▶ _Trecho selecionado_:
Última atualização em 20 de novembro de 2024 às 11h36.
O Movimento pela Equidade Racial (MOVER) é uma das principais organizações brasileiras que atuam pelo engajamento das empresas na pauta racial. Criada em 2021, a associação conta com 56 empresas afiliadas, garantia do compromisso corporativo em aumentar a presença de pessoas negras em cargos de tomada de decisão e melhorar a qualidade de vida da população.
A organização é ambiciosa em suas metas. Até 2030, é esperado que mais de 10 mil posições de liderança sejam ocupadas por pretos e pardos e que outras 3 milhões de oportunidades para esta população sejam geradas, o que inclui promoção de cursos, capacitações e vagas em todos os níveis.
Embora reconheça nos números de 2024, resultados animadores - até o momento, contabilizam pouco mais de 2 mil pessoas negras em cargos de chefia, um número bem acima da meta de 1.277 que previam até fim deste ano - o caminho para atingir os desejos de 2030 não deve ser fácil, considerando o movimento global de queda nos investimentos em diversidade e inclusão.

▶ _Instrução 1_: Atualize as linhas da listagem de dados desde a que contém "Place a pin on every instance of the concrete" até o fim da listagem, ambas as extremidades incluídas. Troque "concrete curb" por "stone curb" e mantenha todo o resto sem alteração.
▶ _Instrução 2_: Dê continuidade ao trecho sobre o Movimento pela Equidade Racial a partir do ponto em que ele termina.
O trecho e as linhas da listagem vêm de fontes diferentes.

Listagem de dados
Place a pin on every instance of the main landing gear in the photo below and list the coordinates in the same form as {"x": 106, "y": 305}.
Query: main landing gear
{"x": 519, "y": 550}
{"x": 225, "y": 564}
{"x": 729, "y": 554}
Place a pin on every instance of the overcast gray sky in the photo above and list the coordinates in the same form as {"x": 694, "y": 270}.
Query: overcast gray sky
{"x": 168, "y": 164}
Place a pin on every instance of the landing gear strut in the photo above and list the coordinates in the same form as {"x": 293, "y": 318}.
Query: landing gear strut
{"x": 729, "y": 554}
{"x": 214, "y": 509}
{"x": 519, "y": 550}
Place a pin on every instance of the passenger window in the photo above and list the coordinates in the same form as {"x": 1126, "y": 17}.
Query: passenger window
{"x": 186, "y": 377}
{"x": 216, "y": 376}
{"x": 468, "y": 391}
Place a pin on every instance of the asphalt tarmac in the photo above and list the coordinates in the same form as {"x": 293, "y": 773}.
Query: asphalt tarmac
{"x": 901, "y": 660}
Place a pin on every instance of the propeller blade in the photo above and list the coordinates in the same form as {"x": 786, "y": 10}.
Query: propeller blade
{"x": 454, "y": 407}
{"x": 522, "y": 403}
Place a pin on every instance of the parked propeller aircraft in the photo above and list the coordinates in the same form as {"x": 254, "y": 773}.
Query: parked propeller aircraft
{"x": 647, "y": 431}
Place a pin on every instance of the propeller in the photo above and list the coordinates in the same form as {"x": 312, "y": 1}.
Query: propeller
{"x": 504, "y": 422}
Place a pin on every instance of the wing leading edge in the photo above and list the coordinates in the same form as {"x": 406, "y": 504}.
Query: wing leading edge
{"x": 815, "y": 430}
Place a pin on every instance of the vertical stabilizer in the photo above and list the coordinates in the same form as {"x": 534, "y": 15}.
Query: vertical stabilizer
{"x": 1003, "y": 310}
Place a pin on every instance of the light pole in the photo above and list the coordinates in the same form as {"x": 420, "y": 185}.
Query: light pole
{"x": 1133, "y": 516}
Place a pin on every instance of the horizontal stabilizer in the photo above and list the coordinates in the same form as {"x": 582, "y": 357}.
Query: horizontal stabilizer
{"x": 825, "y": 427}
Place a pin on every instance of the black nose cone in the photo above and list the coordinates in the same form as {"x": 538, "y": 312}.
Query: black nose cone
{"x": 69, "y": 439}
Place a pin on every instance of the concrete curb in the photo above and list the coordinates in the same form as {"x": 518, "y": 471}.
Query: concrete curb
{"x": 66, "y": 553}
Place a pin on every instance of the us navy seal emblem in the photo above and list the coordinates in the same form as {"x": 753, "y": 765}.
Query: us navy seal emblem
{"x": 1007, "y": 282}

▶ _Resultado 1_:
Place a pin on every instance of the stone curb in the photo above and list the coordinates in the same form as {"x": 518, "y": 471}.
Query: stone curb
{"x": 66, "y": 553}
Place a pin on every instance of the us navy seal emblem in the photo above and list the coordinates in the same form as {"x": 753, "y": 765}.
Query: us navy seal emblem
{"x": 1007, "y": 282}

▶ _Resultado 2_:
A estratégia do MOVER, porém, passa justamente por não se deixar influenciar tanto pelas perspectivas mundiais. Gerente sênior de relações públicas do MOVER, Luciene Rodrigues, pondera que a discussão não pode ser simplesmente importada para a realidade brasileira. “Nosso país teve processo escravatório de séculos, é o que mais recebeu pessoas escravizadas e no qual o racismo está nas estruturas. É constitucional fazer ações afirmativas aqui”, lembra.
Inclusão produtiva da população negra
Mais do que garantir a entrada de pessoas negras nas companhias, a batalha do MOVER - e da própria Luciene, ela ressalta - é pela plena inclusão dessa população, sem que os profissionais vivenciem microagressões ou casos mais graves de racismo. “Antes de garantir o desenvolvimento dos profissionais, precisamos que eles resistam e estejam de pé para suportar essas mudanças”, conta.
Dentre as violências mais comum, está a tokenização, conceito que denomina situações em que negros são usados para um marketing da cultura diversa da empresa, que no dia a dia não corresponde à realidade. Luciene conta que esse cenário, também chamado de “o preto único”, ainda é muito recorrente no ambiente corporativo brasileiro.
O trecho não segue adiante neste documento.